* [INSTRUCTIONS TO FOLLOW]:
Go through the following data and transcribe exactly the stretch of lines from the one holding "Target: blazer lapel" to the one holding "Target: blonde hair", both included.

##### DATA PROVIDED

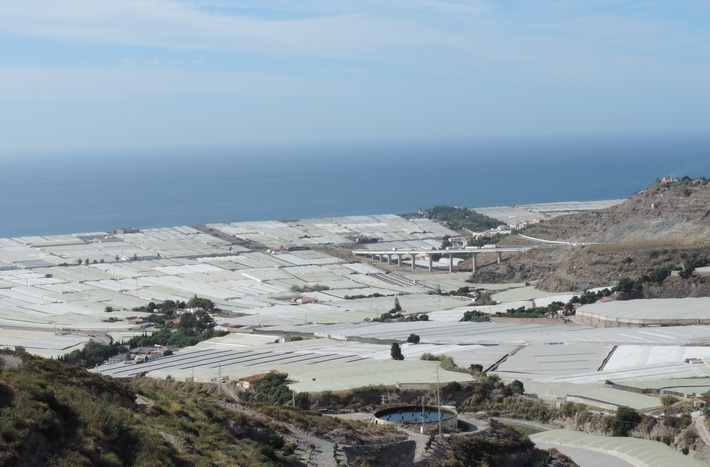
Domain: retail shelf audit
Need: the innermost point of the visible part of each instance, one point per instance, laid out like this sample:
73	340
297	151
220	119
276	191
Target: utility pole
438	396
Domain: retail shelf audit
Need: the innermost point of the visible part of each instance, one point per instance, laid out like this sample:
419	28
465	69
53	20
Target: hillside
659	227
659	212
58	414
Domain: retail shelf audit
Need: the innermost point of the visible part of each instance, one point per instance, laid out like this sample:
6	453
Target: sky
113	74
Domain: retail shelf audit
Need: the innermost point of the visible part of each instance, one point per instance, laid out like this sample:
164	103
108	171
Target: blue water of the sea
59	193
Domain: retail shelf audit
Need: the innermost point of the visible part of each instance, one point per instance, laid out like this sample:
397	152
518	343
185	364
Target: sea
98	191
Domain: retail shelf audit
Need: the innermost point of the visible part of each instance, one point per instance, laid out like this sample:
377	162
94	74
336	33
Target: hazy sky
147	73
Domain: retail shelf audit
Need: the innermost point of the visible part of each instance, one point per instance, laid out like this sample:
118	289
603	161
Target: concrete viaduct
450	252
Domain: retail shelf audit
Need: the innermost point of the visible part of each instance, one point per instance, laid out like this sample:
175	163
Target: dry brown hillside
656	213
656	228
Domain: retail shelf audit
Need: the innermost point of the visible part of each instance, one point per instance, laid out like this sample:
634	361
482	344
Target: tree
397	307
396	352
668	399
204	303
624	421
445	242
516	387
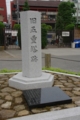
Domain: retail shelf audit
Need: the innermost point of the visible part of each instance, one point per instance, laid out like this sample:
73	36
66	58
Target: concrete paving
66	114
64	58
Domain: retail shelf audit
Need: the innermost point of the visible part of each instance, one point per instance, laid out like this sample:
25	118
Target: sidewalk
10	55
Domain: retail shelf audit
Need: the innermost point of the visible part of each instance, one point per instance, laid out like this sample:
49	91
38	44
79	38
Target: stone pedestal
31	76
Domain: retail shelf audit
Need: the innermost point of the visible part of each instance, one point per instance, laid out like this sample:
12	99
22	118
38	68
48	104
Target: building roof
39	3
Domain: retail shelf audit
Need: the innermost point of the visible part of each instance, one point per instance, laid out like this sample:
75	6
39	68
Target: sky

##########
##### DATA PROVIDED

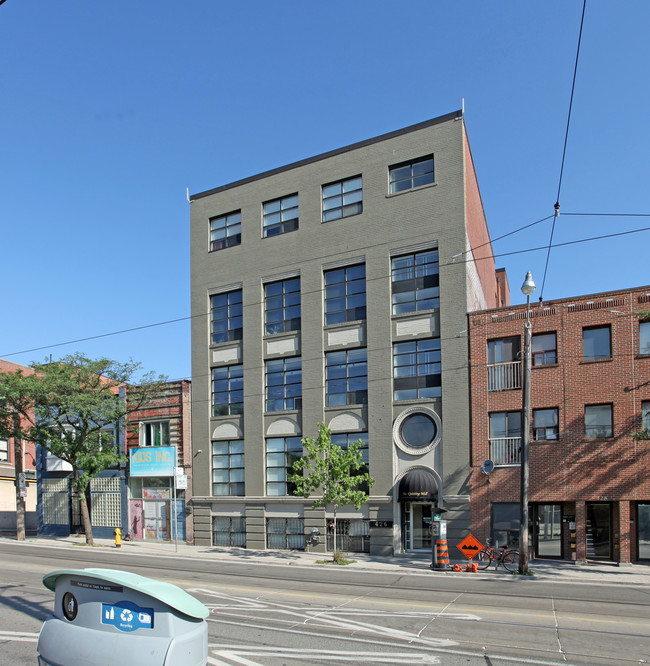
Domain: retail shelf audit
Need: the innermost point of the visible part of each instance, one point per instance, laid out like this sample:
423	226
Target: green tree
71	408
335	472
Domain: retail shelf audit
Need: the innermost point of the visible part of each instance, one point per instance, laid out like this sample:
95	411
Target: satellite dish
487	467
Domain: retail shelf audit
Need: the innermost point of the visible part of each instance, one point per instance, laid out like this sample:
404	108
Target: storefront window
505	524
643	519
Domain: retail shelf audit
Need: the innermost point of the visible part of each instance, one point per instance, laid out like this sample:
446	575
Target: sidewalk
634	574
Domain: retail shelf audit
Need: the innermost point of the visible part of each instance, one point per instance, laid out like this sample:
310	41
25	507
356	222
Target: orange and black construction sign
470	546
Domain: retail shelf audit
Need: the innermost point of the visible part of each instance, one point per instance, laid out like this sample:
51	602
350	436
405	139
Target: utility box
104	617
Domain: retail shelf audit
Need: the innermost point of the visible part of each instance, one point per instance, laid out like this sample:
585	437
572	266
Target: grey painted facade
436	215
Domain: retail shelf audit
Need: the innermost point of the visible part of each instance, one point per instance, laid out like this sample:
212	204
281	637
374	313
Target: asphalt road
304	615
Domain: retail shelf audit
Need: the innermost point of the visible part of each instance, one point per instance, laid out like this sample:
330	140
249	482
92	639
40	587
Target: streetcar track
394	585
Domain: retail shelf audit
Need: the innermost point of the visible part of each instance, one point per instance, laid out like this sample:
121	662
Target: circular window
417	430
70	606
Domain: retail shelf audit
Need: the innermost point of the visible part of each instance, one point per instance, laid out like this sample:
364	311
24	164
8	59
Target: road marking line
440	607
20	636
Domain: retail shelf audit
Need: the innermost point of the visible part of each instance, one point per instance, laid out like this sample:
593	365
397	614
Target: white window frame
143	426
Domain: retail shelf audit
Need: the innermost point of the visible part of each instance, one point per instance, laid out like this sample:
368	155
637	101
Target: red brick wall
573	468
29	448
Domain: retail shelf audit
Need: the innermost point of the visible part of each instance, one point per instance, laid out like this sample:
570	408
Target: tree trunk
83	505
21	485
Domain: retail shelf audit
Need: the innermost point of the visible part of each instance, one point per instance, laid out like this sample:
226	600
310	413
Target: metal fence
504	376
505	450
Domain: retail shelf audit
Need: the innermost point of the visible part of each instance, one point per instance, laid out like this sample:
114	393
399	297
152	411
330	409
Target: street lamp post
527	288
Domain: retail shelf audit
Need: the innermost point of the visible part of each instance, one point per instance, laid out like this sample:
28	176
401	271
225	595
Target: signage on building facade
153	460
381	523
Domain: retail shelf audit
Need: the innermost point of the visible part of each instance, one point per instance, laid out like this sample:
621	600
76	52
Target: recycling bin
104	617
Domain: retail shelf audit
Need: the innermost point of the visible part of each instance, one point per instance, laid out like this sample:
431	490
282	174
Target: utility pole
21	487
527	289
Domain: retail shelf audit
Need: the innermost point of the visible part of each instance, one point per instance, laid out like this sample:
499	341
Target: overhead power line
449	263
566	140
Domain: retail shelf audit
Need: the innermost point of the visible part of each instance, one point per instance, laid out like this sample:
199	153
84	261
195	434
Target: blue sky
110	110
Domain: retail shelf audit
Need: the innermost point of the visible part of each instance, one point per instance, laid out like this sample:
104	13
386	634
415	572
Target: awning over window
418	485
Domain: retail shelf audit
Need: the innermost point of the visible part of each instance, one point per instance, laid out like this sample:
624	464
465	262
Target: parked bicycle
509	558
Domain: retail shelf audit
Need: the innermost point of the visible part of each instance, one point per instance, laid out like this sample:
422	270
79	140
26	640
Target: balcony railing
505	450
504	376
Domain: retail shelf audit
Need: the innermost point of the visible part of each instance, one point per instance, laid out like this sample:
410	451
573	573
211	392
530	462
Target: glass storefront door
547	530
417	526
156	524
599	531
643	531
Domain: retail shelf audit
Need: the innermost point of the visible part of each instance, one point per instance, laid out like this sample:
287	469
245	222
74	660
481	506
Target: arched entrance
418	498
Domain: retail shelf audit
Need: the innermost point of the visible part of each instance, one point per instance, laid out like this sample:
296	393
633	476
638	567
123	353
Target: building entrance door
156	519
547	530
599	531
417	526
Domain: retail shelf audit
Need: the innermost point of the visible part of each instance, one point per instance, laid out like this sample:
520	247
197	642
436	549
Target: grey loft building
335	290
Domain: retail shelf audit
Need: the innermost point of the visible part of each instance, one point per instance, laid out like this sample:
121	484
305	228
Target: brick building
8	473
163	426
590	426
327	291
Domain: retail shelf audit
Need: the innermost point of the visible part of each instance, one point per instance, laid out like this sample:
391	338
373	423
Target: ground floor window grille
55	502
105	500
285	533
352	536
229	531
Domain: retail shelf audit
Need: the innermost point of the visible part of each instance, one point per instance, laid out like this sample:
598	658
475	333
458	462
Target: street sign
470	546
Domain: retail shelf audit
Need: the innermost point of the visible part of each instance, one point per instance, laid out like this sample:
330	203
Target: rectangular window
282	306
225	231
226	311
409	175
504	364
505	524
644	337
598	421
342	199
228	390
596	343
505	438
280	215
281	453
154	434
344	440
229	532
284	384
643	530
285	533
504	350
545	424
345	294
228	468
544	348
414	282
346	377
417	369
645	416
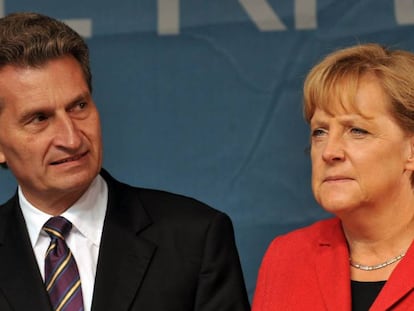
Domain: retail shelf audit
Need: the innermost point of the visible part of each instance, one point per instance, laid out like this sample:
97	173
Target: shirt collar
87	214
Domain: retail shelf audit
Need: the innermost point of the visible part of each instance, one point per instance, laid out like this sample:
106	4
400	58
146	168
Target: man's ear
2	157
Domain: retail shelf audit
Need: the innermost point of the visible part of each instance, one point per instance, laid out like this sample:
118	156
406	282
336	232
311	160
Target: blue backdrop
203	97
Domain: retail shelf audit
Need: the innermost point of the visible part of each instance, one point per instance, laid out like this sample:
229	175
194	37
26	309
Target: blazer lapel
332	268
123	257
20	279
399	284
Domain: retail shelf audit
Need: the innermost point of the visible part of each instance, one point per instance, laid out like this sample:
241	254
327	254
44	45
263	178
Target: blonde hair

##########
##### DATA PROVIDED

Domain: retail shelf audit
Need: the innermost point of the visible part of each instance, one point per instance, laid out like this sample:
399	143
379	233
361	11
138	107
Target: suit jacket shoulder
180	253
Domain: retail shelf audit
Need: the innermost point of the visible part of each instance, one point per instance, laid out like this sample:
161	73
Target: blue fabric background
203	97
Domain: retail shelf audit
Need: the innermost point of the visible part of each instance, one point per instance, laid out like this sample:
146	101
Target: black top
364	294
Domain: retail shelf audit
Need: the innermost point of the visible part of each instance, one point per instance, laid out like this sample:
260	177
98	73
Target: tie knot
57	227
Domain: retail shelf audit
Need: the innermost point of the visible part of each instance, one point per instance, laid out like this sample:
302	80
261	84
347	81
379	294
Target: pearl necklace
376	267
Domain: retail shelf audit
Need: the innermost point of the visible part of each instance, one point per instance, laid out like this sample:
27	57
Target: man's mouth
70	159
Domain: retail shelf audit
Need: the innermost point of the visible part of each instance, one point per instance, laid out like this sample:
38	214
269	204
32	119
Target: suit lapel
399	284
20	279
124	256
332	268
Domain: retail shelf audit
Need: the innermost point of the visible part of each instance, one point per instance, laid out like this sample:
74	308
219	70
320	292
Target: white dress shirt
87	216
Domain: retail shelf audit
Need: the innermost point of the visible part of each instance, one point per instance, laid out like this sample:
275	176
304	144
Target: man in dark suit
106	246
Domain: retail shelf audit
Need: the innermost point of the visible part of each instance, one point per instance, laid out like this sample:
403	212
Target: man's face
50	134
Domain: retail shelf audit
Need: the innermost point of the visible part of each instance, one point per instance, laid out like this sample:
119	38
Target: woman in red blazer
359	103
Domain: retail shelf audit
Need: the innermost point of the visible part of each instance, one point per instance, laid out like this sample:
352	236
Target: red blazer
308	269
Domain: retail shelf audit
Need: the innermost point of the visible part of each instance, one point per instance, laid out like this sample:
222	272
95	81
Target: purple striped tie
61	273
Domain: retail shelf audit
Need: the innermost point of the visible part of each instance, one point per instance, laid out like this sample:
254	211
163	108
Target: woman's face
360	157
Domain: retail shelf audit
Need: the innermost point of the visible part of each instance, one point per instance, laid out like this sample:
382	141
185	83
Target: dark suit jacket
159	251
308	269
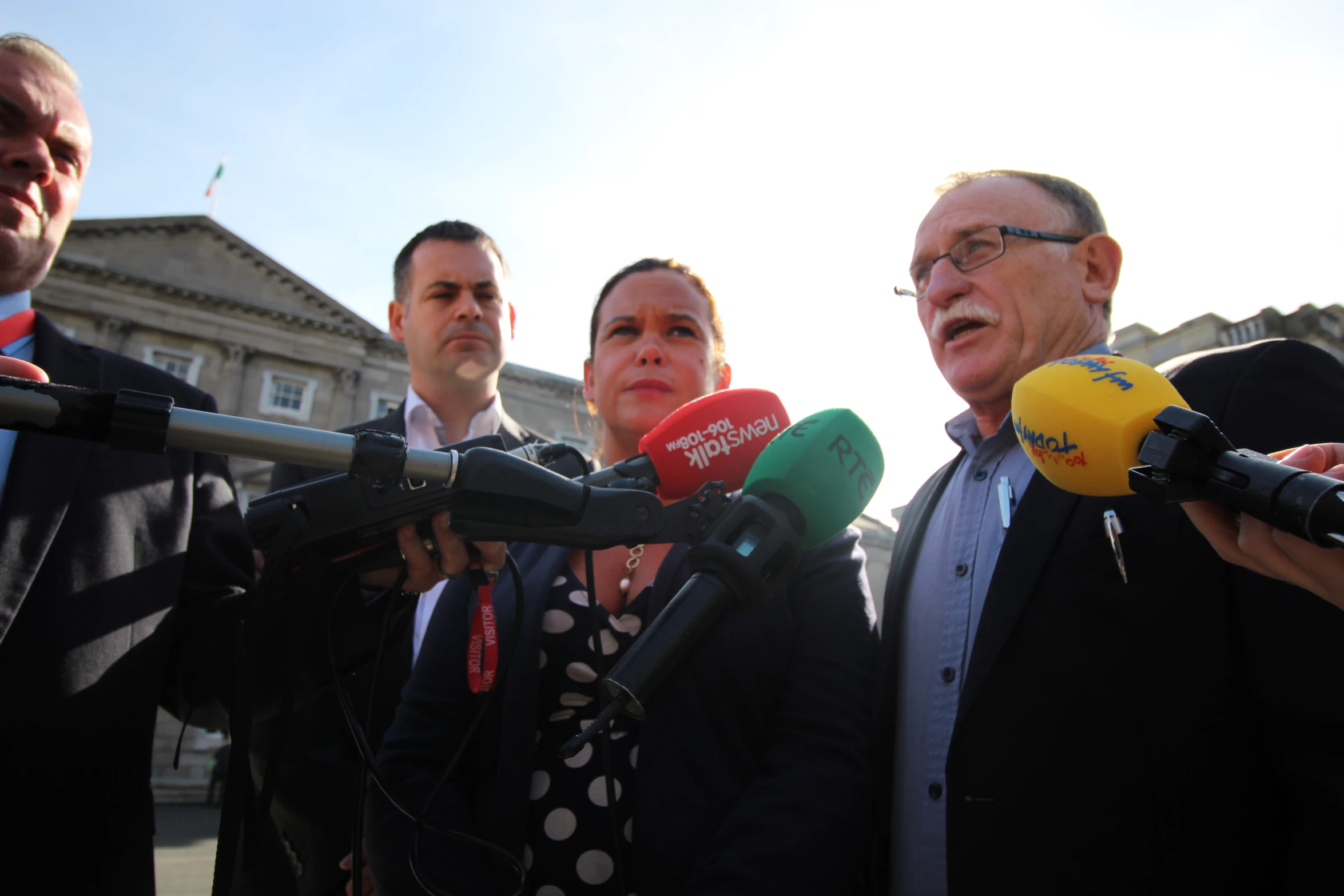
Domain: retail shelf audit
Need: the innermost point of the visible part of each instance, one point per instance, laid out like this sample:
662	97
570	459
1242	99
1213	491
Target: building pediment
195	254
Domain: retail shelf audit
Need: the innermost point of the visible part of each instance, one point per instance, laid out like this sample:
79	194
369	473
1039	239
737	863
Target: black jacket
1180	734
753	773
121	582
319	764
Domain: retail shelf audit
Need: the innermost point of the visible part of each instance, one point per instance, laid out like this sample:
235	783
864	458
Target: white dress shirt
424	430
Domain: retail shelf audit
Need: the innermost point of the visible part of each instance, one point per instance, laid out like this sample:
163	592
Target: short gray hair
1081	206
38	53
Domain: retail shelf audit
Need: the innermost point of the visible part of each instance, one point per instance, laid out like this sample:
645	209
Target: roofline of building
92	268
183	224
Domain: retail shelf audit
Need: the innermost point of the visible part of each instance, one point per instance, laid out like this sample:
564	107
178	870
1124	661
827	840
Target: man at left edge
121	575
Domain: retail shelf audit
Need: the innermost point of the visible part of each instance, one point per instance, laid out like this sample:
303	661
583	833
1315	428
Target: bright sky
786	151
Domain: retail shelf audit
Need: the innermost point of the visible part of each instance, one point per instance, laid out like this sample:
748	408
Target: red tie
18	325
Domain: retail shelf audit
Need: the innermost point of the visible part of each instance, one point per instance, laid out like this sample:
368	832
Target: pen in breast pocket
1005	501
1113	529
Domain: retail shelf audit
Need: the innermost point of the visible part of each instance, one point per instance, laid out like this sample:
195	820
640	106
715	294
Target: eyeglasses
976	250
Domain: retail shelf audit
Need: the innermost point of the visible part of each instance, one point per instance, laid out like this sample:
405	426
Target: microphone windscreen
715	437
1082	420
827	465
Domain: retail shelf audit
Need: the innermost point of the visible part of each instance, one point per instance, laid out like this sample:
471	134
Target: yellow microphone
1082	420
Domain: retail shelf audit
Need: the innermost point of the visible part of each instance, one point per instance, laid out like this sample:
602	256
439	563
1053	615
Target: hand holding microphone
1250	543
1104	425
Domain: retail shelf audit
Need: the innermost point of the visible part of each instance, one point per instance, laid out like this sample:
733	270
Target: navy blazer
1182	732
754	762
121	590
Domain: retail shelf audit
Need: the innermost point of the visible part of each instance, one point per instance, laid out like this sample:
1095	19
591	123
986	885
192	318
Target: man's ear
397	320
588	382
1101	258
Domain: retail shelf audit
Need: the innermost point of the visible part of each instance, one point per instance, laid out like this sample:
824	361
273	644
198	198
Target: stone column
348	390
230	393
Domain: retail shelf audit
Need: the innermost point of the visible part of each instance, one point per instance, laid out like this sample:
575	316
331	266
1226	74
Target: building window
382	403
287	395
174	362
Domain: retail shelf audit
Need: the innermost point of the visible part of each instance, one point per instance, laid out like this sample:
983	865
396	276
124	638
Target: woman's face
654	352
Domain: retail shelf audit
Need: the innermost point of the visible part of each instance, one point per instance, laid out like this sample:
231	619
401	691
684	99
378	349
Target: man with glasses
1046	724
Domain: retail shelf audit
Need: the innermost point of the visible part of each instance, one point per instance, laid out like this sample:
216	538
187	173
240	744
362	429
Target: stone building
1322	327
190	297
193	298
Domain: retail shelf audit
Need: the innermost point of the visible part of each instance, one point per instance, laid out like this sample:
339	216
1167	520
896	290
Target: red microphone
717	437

##########

* [THE ANSWER]:
Target: blazer lapel
332	268
123	257
20	279
399	284
Domain: retail shelf audit
Need: the innermost point of the visible part of each instance, one point per instance, laid out like this sample:
241	254
327	254
44	45
263	178
Target: blonde hair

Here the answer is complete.